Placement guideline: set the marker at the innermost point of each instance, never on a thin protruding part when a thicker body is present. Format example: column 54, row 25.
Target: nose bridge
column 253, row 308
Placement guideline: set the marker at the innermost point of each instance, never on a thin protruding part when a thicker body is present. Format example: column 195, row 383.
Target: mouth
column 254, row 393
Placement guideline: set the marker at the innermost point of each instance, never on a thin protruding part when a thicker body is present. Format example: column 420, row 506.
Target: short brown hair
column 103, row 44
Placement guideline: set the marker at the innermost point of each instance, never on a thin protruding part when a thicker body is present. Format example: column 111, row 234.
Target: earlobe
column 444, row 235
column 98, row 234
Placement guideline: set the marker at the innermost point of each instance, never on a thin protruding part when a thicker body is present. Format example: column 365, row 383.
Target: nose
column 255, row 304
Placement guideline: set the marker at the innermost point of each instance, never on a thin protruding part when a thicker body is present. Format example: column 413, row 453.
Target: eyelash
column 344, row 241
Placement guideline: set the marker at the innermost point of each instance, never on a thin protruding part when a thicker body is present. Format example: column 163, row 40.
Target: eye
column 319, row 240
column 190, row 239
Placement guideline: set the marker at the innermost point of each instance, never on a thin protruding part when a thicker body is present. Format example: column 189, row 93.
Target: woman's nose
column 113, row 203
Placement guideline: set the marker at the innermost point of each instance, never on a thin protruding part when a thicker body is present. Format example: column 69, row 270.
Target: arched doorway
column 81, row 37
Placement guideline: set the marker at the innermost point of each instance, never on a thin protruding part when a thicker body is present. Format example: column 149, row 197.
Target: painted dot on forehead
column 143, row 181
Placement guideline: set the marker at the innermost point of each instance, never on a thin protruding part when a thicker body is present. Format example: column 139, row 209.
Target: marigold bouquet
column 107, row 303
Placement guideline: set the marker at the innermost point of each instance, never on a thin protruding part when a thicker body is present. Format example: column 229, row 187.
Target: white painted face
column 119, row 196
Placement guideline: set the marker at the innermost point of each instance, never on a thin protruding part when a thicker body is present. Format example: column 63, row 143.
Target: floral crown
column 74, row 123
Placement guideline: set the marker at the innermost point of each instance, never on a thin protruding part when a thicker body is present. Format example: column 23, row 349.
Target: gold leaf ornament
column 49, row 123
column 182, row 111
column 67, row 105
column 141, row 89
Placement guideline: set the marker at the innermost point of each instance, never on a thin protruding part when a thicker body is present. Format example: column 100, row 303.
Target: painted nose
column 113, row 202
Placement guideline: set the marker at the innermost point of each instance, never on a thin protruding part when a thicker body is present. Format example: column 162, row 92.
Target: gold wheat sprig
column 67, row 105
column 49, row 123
==
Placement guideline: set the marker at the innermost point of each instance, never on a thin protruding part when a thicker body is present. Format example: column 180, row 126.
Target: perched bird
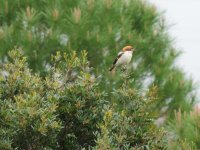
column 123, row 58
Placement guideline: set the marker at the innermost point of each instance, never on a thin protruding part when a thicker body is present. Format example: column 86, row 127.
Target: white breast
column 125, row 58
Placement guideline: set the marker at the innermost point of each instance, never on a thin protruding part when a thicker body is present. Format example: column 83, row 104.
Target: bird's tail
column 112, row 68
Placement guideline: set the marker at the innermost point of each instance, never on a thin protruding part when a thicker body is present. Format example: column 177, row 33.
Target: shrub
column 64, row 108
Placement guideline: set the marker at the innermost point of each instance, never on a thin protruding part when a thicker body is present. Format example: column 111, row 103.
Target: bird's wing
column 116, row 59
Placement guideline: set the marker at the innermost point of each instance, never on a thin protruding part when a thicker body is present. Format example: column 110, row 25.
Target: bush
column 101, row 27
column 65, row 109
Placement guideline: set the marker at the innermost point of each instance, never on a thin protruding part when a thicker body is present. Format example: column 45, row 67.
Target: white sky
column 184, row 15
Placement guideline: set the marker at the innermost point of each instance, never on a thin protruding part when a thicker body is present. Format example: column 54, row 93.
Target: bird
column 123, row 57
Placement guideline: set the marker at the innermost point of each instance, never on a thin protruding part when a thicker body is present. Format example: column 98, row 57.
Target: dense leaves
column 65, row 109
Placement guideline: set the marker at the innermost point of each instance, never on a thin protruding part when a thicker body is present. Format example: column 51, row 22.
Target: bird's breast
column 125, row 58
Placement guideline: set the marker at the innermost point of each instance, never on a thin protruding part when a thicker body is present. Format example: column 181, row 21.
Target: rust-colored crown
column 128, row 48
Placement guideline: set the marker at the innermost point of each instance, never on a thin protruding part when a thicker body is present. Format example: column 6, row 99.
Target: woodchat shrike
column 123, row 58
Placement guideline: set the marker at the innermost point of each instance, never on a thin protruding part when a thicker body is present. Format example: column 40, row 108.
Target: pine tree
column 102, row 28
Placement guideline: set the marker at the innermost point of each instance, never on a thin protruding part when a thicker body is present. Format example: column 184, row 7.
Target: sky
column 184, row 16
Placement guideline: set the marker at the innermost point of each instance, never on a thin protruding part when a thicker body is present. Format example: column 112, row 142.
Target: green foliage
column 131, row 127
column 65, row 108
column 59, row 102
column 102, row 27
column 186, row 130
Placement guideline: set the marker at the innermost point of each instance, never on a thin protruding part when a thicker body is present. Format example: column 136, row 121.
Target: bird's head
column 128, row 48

WHAT NEEDS TO BE DONE
Go back to the listing above. Copy word for word the lines from the one with "Target: bird's breast" through the one with "136, row 121.", and nothing more.

ANSWER TO THE EXERCISE
Target: bird's breast
column 125, row 58
Placement guideline: set the marker at the innermost point of each instance, never on a thin protruding part when a thicker body is present. Format example: column 181, row 21.
Target: rust-colored crown
column 128, row 48
Placement guideline: set the marker at the innermost point of each instance, never on a thin protruding part when a thicker body is present. Format example: column 6, row 99.
Target: woodchat shrike
column 123, row 58
Placement guideline: set the marker at the innermost point of each instance, never on a thin protruding part when a thicker body is present. Format example: column 40, row 108.
Target: pine tree
column 102, row 28
Placement guideline: set the marker at the innermost point of each instance, never on a thin protruding part when a thicker body is present. Format example: column 184, row 7.
Target: sky
column 184, row 16
Placement guideline: set the marker at the innermost point of each instance, never on a thin protruding part when a thicker body is present. Format example: column 112, row 142.
Target: green foliage
column 131, row 127
column 65, row 108
column 59, row 102
column 102, row 27
column 186, row 130
Placement guideline: set the marker at the innermost point of each instance, never on a thin protruding part when a thicker body is present. Format example: column 136, row 121.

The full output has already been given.